■ Exercise requirements
Please quote the listing below word for word, from its first line through the line containing "[1131, 215]".

■ Data shown
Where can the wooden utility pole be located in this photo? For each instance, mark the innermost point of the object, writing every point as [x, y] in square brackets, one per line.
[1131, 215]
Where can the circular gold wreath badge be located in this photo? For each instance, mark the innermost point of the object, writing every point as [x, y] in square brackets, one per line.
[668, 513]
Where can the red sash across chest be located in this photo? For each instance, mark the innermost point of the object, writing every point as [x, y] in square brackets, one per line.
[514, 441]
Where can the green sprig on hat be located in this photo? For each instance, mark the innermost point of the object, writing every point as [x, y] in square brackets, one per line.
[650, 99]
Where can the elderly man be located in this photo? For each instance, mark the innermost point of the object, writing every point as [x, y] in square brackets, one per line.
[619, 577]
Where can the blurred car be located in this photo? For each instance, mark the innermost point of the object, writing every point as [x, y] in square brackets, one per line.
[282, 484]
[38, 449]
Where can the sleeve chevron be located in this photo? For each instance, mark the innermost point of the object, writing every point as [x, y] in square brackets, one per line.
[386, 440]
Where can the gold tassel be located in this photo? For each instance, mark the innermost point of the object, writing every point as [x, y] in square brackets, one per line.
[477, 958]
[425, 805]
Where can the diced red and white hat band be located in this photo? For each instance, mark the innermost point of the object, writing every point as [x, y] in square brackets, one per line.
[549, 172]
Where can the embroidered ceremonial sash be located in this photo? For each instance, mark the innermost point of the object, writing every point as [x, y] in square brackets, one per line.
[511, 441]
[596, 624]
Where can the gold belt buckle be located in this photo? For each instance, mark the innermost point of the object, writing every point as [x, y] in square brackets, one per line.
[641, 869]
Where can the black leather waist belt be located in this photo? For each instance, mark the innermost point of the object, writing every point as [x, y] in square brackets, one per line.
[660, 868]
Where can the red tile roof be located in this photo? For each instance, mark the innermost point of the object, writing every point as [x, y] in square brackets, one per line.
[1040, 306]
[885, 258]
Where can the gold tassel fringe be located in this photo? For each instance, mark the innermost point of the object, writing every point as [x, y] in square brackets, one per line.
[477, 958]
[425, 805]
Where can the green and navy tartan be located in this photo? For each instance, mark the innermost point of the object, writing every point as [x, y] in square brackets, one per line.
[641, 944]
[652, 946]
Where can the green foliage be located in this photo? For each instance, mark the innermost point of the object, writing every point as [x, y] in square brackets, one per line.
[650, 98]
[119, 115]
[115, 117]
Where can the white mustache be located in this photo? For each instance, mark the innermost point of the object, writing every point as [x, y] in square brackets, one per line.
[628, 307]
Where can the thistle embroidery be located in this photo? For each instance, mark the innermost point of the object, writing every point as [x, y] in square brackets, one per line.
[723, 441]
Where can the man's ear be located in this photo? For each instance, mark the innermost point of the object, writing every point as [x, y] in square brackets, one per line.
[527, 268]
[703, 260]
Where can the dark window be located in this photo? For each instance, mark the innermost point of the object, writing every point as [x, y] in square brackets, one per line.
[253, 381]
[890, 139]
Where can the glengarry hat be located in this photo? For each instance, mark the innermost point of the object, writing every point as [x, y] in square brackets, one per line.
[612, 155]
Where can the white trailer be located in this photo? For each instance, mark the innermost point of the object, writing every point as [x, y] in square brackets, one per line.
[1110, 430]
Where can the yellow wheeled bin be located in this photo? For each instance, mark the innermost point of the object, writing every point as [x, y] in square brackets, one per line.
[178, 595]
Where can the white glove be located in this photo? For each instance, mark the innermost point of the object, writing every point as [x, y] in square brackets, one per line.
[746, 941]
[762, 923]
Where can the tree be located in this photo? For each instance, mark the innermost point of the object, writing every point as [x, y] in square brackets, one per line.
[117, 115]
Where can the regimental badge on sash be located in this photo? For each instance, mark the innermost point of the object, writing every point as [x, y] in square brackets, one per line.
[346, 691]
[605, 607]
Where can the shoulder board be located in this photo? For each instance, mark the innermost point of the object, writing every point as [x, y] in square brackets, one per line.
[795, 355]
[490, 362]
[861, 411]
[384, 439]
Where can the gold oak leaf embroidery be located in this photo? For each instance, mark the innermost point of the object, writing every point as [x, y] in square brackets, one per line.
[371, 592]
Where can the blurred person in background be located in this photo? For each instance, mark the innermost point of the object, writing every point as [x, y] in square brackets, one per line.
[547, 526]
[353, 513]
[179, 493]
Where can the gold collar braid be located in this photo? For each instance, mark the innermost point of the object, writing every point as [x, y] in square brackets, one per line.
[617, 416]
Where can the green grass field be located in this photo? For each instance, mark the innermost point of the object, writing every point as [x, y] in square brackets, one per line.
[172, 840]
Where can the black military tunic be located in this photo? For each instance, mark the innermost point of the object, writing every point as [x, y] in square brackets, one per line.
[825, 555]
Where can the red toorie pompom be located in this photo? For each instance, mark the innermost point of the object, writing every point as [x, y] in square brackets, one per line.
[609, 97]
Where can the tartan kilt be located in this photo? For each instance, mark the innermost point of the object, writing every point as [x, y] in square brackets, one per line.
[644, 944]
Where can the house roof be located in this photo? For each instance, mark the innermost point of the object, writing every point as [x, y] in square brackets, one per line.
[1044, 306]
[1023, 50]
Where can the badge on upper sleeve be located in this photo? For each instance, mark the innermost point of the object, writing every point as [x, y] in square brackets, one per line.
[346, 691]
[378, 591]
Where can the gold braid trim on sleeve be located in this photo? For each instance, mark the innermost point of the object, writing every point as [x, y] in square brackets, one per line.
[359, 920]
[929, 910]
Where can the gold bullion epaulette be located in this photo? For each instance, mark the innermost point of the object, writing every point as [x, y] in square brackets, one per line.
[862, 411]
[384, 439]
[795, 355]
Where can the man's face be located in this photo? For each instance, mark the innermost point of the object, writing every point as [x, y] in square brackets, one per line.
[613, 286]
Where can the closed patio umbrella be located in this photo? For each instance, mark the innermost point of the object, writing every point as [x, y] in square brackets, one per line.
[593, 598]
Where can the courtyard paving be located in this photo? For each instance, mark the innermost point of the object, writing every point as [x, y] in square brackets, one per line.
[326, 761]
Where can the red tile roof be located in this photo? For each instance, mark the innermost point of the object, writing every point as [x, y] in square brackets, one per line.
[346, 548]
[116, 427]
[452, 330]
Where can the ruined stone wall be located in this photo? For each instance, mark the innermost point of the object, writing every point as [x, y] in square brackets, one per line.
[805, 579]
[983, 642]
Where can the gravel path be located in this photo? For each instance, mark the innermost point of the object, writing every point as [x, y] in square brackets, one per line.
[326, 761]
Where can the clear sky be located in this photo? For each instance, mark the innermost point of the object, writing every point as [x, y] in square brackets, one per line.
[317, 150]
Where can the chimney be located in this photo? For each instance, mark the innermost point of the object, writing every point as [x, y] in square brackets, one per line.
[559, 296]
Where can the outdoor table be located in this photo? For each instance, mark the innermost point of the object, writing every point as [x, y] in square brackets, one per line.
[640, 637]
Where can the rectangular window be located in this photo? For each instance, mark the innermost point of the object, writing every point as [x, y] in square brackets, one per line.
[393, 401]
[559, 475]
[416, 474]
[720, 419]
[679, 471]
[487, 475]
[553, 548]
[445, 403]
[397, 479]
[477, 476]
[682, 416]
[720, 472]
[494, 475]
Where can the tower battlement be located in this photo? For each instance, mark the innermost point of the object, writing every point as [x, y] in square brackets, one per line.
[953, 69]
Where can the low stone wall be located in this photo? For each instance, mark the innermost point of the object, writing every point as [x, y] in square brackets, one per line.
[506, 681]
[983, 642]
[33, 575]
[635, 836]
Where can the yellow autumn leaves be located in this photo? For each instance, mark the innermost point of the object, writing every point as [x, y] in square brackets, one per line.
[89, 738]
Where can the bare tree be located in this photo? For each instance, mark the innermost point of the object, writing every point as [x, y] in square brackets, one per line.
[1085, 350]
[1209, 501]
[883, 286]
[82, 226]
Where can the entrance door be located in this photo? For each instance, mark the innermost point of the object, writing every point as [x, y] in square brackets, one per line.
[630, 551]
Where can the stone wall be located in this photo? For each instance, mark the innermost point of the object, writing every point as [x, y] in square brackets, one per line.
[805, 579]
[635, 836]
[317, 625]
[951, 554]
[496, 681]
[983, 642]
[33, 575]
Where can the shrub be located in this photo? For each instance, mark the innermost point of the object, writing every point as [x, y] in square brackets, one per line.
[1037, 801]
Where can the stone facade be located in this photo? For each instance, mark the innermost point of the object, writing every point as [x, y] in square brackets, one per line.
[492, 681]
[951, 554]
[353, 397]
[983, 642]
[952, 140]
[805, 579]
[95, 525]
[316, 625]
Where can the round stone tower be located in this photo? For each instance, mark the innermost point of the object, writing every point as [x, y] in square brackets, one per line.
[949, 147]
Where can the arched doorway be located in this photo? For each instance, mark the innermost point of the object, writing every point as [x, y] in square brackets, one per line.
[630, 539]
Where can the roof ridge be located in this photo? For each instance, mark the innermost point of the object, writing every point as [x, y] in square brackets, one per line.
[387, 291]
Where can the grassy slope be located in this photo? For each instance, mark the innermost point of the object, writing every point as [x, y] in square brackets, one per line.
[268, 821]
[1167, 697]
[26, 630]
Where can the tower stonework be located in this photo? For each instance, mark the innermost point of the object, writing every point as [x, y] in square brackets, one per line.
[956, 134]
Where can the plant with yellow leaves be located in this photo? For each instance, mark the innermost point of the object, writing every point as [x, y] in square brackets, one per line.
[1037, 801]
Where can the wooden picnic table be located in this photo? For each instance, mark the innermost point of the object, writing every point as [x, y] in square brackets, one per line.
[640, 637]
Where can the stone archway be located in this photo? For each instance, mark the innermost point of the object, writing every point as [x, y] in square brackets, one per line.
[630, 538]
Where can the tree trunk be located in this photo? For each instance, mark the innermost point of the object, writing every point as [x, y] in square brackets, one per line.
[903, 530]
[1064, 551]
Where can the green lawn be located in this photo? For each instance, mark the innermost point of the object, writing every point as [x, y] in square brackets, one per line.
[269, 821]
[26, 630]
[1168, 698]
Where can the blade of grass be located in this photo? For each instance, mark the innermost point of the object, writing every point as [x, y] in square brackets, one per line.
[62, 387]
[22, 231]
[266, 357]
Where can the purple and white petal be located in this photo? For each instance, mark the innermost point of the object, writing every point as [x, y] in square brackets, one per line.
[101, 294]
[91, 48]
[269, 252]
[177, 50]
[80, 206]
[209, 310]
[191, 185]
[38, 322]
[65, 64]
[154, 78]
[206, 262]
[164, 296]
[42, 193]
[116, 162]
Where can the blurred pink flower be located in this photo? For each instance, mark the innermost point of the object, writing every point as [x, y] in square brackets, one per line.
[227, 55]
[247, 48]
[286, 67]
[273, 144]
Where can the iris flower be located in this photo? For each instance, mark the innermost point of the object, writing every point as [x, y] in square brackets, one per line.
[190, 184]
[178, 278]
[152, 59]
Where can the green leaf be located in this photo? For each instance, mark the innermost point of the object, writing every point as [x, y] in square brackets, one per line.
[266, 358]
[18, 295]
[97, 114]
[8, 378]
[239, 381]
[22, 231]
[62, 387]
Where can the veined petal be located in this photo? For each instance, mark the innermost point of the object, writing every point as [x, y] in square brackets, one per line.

■ Task solution
Where can the wooden utility pole be located in this photo? For each instance, mark the innermost point of the object, writing every point as [x, y] in square brackets, one per line.
[1131, 215]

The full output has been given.